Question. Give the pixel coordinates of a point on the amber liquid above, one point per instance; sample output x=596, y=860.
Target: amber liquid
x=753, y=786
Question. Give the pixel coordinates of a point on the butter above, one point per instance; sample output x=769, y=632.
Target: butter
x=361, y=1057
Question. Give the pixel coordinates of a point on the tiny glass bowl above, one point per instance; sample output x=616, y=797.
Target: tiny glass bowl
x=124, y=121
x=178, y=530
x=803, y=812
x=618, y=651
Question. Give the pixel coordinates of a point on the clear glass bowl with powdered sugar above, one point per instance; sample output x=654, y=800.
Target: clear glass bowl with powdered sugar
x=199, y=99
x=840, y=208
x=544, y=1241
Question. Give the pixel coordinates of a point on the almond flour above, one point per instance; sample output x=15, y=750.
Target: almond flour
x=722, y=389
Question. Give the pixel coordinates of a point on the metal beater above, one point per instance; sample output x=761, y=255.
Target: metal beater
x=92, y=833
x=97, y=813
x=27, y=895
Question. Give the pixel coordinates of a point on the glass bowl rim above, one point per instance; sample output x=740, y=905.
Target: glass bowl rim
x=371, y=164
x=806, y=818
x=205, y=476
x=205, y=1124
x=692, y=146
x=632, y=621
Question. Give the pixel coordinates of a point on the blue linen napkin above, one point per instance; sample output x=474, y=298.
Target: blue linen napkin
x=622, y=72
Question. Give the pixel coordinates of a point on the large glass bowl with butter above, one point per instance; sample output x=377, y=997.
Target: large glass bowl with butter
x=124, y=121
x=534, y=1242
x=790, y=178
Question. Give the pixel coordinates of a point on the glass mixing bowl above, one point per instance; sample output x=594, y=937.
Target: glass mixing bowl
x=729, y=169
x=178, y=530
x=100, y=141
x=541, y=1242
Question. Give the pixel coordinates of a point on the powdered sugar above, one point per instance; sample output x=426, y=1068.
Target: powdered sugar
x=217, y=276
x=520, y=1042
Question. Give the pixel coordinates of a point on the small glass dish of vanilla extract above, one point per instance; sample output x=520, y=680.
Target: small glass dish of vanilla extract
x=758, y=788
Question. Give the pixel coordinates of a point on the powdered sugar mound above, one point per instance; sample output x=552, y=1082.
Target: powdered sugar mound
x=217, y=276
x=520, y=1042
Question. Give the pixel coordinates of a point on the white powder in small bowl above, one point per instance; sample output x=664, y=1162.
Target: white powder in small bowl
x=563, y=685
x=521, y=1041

**To be done:**
Please write out all of the items above word for word, keeping every line unchanged and in the same order.

**Finished task:**
Question. Give the pixel coordinates of a point on the amber liquid above, one point per instance; sample output x=596, y=860.
Target: amber liquid
x=753, y=786
Question. Give the pixel coordinates of a point on the butter above, one point per instance; sample output x=769, y=632.
Target: butter
x=361, y=1057
Question. Give the pixel coordinates of a point on the tiny glass bowl above, one point per instance; sample output x=616, y=797.
Target: tiny glass bowl
x=124, y=121
x=178, y=530
x=803, y=812
x=618, y=651
Question. Give the pixel coordinates of a point on the clear glass bowl with powdered sugar above, one point per instance; sample output x=654, y=800.
Target: clear glass bowl with powdered sugar
x=199, y=99
x=840, y=208
x=544, y=1241
Question. Give the pixel coordinates of a point on the almond flour above, one point per instance; sample output x=15, y=750.
Target: almond flour
x=722, y=389
Question. Give the pixel coordinates of a point on the metal beater above, one point per instance; sample output x=761, y=255.
Target: metal beater
x=92, y=833
x=97, y=813
x=27, y=895
Question. Give the pixel coordinates of a point on the glass bowl rim above, one point per instance; sample output x=740, y=905.
Target: glass bowl rim
x=371, y=164
x=806, y=818
x=205, y=476
x=205, y=1124
x=692, y=146
x=632, y=621
Question. Give the pixel coordinates of a point on the blue linen napkin above, one point per instance; sample output x=474, y=298.
Target: blue linen napkin
x=622, y=72
Question. Give the pixel coordinates of a point on the large glass bowl with butter above, one point per instance; sample output x=377, y=997.
Target: large glass bowl with butter
x=124, y=121
x=534, y=1242
x=790, y=178
Question. Give the pixel coordinates of a point on the glass mixing bowl above, one point per instance; sample output x=594, y=937.
Target: glass mixing bowl
x=729, y=169
x=178, y=530
x=100, y=141
x=541, y=1242
Question. Give the pixel coordinates of a point on the powdered sugar above, one point per instance; sample output x=426, y=1068.
Target: powdered sugar
x=217, y=276
x=520, y=1042
Question. Give the pixel coordinates of a point on the small glass dish of vanilla extract above, one point per instance; sample output x=520, y=680.
Target: small glass dish of vanilla extract
x=758, y=788
Question. Give the pixel coordinates of a point on the powdered sugar mound above, one point per instance; sample output x=552, y=1082.
Target: powdered sugar mound
x=217, y=276
x=520, y=1042
Question. Give the pixel coordinates of a point on the white powder in small bowl above, one point per instance; sample output x=664, y=1162.
Target: white powder in small bowl
x=563, y=685
x=521, y=1041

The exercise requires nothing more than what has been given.